• [QUOTED PASSAGE]

● ● ● ●

I grew up Catholic; my mother was a moderately religious Catholic and my father was a totally disengaged Lutheran, so Mom was more-or-less in charge of my religious upbringing. I attended Catholic elementary and high schools, mostly because the public schools in my city were so horrible. So I did get a fairly thorough religious education, but it was a distinctly liberal one; in the ’60s and ’70s California Catholics, and their schools, were definitely liberal. They taught me about social justice, and the “sanctity of life”. The former stuck with me. I first started questioning the latter in high school, because I couldn’t see a small bundle of cells as a human being, and I watched an aunt die bravely but horribly painfully of cancer. I began to see abortion and euthanasia as not universal evils.
In college I attended the local student Catholic center for awhile, then got busy and slacked off. I met my future husband, who came from a Nazarene background (though he wasn’t particularly religious) and he despised all things Catholic; he’d been taught from childhood that Catholics were all ritual and not True Christians. So we were non-religious together though the rest of college.

● ● ● ●

• [DATA EXTRACT]

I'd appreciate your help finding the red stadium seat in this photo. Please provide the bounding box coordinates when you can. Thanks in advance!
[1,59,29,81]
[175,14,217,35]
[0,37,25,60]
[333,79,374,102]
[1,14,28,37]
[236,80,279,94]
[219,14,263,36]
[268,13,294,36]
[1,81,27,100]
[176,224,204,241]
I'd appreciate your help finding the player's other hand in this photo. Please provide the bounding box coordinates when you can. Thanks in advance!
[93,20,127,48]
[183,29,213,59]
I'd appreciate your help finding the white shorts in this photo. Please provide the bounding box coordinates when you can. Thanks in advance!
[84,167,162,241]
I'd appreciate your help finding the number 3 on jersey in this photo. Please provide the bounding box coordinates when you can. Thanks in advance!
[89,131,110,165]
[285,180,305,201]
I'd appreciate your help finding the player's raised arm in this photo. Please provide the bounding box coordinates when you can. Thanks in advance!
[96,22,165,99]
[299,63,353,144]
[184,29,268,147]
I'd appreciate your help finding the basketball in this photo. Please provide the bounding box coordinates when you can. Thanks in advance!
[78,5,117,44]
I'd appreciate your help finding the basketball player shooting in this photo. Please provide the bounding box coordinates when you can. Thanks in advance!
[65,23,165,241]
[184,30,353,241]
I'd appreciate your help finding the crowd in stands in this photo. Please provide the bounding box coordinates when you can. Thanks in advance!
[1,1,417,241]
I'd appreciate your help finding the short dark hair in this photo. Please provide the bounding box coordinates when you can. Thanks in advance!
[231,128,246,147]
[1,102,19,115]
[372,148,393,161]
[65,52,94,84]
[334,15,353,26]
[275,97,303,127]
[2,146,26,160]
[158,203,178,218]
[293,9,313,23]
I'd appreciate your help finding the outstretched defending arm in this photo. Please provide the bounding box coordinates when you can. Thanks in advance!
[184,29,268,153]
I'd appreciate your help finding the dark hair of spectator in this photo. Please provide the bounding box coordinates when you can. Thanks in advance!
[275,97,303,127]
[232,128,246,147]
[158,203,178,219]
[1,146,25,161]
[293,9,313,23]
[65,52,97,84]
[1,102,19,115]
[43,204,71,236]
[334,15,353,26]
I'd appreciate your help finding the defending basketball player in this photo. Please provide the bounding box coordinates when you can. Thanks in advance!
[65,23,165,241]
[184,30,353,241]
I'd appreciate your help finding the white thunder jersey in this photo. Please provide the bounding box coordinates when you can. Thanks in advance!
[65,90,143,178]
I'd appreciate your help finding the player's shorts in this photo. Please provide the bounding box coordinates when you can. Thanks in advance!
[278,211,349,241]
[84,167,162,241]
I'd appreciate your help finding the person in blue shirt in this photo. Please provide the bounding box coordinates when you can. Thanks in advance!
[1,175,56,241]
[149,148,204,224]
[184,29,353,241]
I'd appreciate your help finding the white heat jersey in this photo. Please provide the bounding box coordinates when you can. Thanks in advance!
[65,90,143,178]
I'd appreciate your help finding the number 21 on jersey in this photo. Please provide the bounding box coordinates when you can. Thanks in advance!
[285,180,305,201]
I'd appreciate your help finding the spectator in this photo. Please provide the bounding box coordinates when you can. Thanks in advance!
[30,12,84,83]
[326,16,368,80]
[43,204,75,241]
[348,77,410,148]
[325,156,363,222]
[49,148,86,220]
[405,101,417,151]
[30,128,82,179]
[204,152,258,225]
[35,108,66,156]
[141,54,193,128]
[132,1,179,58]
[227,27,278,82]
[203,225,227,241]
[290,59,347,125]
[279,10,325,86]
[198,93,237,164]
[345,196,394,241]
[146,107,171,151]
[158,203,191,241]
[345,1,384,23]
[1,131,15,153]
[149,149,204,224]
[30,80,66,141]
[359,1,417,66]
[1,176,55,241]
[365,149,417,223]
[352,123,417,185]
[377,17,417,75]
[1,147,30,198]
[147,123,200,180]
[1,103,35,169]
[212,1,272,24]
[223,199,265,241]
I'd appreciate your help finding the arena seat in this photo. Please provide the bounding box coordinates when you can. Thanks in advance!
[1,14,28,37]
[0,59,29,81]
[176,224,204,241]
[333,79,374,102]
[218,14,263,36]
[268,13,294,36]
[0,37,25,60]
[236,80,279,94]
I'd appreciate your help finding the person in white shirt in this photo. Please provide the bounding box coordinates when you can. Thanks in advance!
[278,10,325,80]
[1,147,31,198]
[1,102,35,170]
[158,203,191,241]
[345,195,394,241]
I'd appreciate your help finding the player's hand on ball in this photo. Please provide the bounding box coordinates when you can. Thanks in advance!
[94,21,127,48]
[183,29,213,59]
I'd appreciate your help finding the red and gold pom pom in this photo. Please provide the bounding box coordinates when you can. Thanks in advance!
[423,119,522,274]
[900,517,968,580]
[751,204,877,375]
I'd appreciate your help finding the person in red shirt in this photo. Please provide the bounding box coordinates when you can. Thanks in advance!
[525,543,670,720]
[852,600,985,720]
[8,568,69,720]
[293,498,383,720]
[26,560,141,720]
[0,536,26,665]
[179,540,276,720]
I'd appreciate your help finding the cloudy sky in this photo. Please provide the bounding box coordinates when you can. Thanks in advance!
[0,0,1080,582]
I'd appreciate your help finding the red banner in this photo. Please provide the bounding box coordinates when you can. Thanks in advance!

● ● ● ●

In the account of a Catholic upbringing, why did the writer attend Catholic elementary and high schools?

• [RESPONSE TO THE EXERCISE]
Mostly because the public schools in the writer's city were so horrible.